Data Pipeline: Adobe Analytics Data Warehouse To BigQuery

Introduction#

BigQuery is a cloud-based data-warehouse solution from Google Cloud Platform (referred to as GCP in this article). It is server-less, highly scalable, and cost-effective.

It is a fully-managed, multi-cloud analytics solution that lets us query billions of rows of data in second. It is one of the most efficient and cost-effective analytical data-warehouse offerings available in the cloud- computing ecosystem.

The best part GCP provides free tier with some resources free of charge up to a specific limit. We will be using a free-tier BiqQuery account for our data-pipeline, although GCP charges some fees to store & process data when running queries on stored data.

Data Pipeline#

Data Pipeline is a series of data-processing steps where the output of one data platform system is utilized to load data into another system with required data modifications and transformations.

To load adobe analytics processed data into GCP BigQuery, We don’t have an out of the box utility. We can perform this sequence manually by using the below steps but these would require continuous effort.

We would need to schedule a DWH request with the required dimensions/metrics and get delivered on Omniture FTP, then we will need to manually download the zip/CSV file and load it into BigQuery either using GCP console/CLI or BigQuery API.

Automate Complete Process#

We will be automating the complete process end-to-end for loading adobe analytics data warehouse CSV/zip files into BigQuery on a weekly schedule (This can be easily modified to be hourly/daily/monthly) etc.

GCP Architecture

Google Cloud Platform Services

  • BigQuery > This is the self-managed cloud data-warehouse where we will have our complete adobe analytics data ingested on the selected frequency for analysis.

  • Cloud Function > We will set up two cloud functions and will be using Python as the run-time language. First will get the file from adobe analytics FTP, unzip the file to get CSV, and then second to load our CSV to BigQuery Table.

  • Cloud Storage > Storage bucket locations, we will set up two buckets in our project, first one will store file from the adobe data warehouse, second with CSV to load into bigquery.

  • Cloud Scheduler > Fully-managed cron job scheduler to automate our data ingest process.

Process Overview#

Step 1>. Set up Adobe Data-Warehouse request with required dimensions/metrics. For this demo, we’re pulling dimension [Page URL] and Page Views metric. In Advance Delivery Options

  • Report File Name: Select the appropriate name for your file, this will be delivered to FTP and the file name will be used in our script.
  • Send report as a compressed file (.zip): Make sure to check this check-box since the adobe analytics will automatically zip files above 10mb, this can result in ‘.zip’ format instead of ‘.csv’ so we will request delivery in ‘.zip’ format only to avoid errors.
  • Report Destination: Select FTP for report delivery and add your FTP username and password.
  • Select the scheduling option as per your required frequency.

[INFORMATION PROVIDED]
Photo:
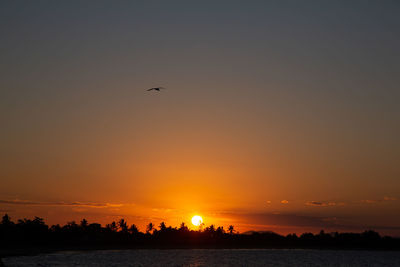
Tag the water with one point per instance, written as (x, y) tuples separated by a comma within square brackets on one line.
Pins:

[DIRECTION A] In the BigQuery pipeline article, what run-time language do the cloud functions use?
[DIRECTION B] Copy a passage from the BigQuery pipeline article, starting at the words "The best part" and ending after "on stored data.", and replace "specific limit" with "fixed quota".

[TASK RESULT A] Python

[TASK RESULT B]
The best part GCP provides free tier with some resources free of charge up to a fixed quota. We will be using a free-tier BiqQuery account for our data-pipeline, although GCP charges some fees to store & process data when running queries on stored data.